-- Exercise aim --
Your reply should be one number, which is how many lines in the listing below contain "field".

-- Data for processing --
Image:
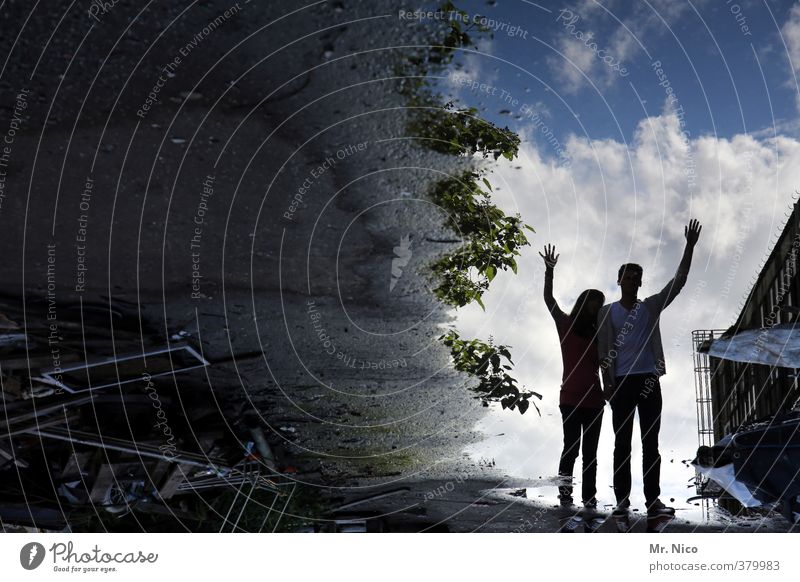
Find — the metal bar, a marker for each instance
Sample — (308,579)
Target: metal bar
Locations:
(244,505)
(225,520)
(285,505)
(90,440)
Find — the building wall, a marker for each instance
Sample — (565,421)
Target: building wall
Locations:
(743,392)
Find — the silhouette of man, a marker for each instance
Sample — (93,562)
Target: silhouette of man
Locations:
(631,361)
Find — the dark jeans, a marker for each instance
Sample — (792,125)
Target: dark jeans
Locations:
(577,421)
(642,391)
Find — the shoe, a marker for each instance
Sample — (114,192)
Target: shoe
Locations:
(622,507)
(565,492)
(657,508)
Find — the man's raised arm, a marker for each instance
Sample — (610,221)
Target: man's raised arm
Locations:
(692,233)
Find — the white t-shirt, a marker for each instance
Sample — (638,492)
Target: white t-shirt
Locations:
(634,354)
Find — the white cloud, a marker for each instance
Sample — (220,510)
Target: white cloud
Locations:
(616,203)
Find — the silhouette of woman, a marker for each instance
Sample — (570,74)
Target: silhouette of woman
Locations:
(581,398)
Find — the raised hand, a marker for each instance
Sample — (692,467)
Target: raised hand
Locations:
(692,232)
(550,257)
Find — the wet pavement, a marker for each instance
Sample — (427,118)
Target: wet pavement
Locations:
(252,209)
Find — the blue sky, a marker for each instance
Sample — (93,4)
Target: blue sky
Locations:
(611,169)
(727,63)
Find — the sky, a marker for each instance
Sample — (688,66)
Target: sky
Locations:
(634,118)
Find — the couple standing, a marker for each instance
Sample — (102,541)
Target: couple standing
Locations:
(623,340)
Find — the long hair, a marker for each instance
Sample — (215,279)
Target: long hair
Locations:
(583,323)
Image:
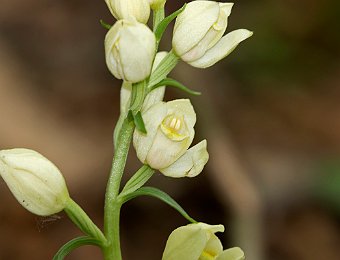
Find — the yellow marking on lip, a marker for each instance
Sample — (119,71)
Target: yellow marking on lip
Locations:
(174,128)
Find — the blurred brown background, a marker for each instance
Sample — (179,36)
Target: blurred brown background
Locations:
(270,112)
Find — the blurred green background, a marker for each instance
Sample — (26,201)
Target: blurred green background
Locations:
(270,112)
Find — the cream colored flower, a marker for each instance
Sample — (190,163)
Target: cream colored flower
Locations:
(198,242)
(170,132)
(197,37)
(35,182)
(130,49)
(126,9)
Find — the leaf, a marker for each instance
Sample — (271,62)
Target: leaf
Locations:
(174,83)
(165,22)
(159,194)
(105,25)
(74,244)
(139,123)
(138,180)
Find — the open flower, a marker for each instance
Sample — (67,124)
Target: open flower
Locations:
(126,9)
(170,132)
(197,37)
(130,48)
(198,242)
(35,182)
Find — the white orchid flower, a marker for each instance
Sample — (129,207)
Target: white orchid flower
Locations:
(130,48)
(170,132)
(197,37)
(35,182)
(198,242)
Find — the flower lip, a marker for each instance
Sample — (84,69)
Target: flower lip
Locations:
(174,127)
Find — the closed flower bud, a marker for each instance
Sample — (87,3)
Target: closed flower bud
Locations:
(126,9)
(157,4)
(170,132)
(35,182)
(198,32)
(130,48)
(198,242)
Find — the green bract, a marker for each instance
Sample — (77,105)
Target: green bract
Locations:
(126,9)
(198,32)
(198,242)
(170,131)
(35,182)
(130,49)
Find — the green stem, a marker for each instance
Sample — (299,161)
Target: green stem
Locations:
(112,204)
(158,16)
(82,220)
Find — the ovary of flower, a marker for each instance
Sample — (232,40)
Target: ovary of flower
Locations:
(35,182)
(198,242)
(170,131)
(126,9)
(198,32)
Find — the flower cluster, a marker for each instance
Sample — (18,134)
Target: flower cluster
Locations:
(162,132)
(130,49)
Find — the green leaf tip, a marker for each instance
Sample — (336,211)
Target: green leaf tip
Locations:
(165,22)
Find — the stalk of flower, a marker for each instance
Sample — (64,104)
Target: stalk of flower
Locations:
(127,9)
(199,242)
(162,132)
(39,186)
(170,132)
(197,37)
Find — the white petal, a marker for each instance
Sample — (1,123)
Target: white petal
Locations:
(137,50)
(222,49)
(125,94)
(157,94)
(234,253)
(190,164)
(153,117)
(193,24)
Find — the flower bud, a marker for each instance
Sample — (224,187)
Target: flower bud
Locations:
(130,49)
(170,132)
(35,182)
(157,4)
(197,37)
(125,9)
(198,241)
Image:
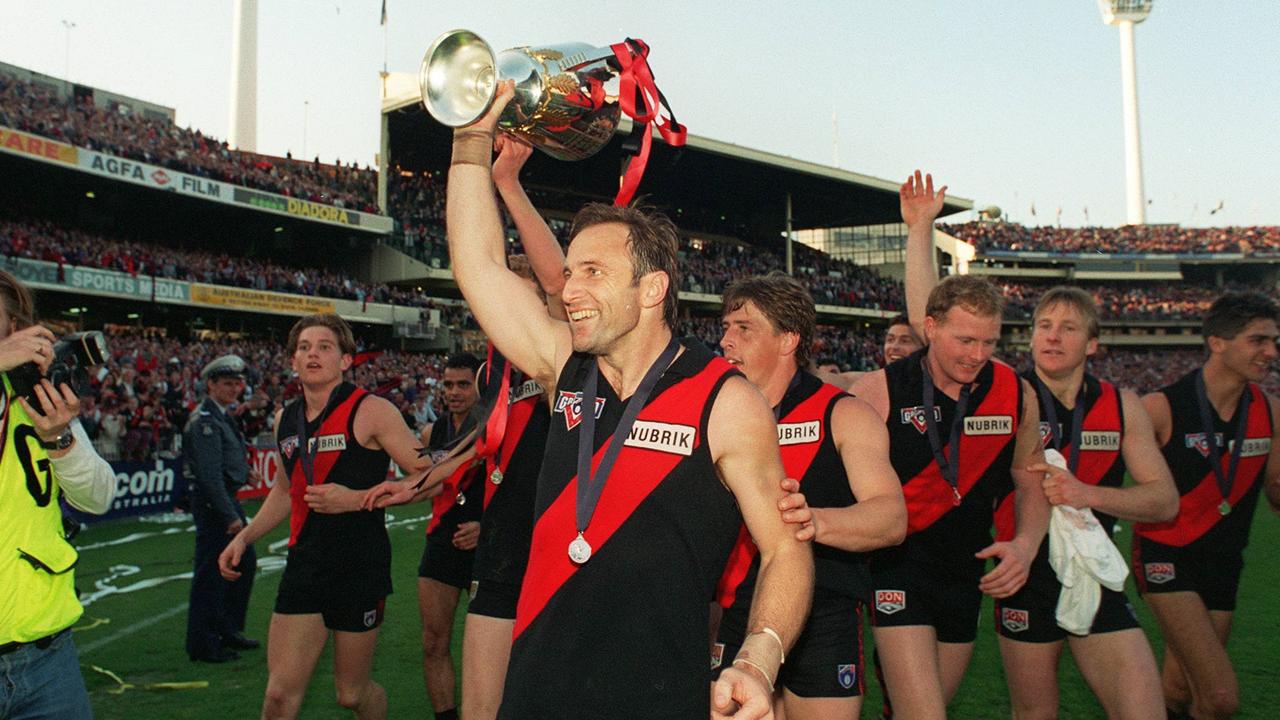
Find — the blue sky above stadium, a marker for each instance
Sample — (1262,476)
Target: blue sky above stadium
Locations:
(1014,104)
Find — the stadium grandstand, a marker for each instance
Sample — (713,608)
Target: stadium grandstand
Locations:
(177,237)
(183,249)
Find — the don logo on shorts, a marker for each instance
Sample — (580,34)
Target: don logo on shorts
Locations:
(1014,620)
(1160,573)
(890,601)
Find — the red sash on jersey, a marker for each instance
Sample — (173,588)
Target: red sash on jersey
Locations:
(1197,511)
(458,482)
(336,424)
(795,460)
(1093,465)
(928,496)
(636,473)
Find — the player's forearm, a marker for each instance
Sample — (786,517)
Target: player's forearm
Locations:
(1031,510)
(922,276)
(540,245)
(868,524)
(1144,502)
(274,509)
(784,592)
(472,226)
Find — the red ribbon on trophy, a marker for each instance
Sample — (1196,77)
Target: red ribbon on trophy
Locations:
(641,101)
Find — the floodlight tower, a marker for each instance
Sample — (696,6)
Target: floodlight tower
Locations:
(1125,14)
(243,126)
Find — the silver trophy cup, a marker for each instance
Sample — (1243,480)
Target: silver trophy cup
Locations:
(566,99)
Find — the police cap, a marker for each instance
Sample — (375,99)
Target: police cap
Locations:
(224,367)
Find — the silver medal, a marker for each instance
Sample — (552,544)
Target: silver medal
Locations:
(579,550)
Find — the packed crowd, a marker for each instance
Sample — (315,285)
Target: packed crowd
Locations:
(417,204)
(846,347)
(145,392)
(142,396)
(44,240)
(708,267)
(1013,237)
(37,109)
(1130,302)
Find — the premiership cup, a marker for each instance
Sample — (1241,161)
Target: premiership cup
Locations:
(566,99)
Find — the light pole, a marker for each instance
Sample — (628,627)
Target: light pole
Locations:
(1125,14)
(67,58)
(306,112)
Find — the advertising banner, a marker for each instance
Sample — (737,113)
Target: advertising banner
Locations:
(44,273)
(298,208)
(268,464)
(35,146)
(142,488)
(151,176)
(259,300)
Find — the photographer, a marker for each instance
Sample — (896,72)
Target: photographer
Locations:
(45,455)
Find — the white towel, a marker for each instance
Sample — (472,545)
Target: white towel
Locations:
(1083,556)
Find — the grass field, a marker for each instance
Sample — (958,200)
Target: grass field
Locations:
(142,638)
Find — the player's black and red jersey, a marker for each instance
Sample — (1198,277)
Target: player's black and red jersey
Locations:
(510,478)
(941,533)
(1200,520)
(625,633)
(1101,437)
(808,454)
(346,554)
(1100,461)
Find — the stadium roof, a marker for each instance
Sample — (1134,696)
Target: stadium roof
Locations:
(708,186)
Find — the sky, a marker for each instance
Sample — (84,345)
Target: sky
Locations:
(1014,104)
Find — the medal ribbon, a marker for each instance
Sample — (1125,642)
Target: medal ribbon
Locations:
(1224,482)
(496,427)
(950,468)
(1055,431)
(791,387)
(589,488)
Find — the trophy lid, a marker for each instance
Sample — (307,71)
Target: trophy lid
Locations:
(458,78)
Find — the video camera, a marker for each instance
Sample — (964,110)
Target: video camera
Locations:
(73,356)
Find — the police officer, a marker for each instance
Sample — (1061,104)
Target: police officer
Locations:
(215,466)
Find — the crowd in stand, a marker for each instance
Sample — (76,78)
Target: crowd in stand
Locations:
(1132,302)
(142,396)
(33,108)
(145,392)
(1013,237)
(708,267)
(44,240)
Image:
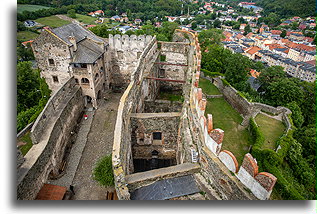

-- Response to this task --
2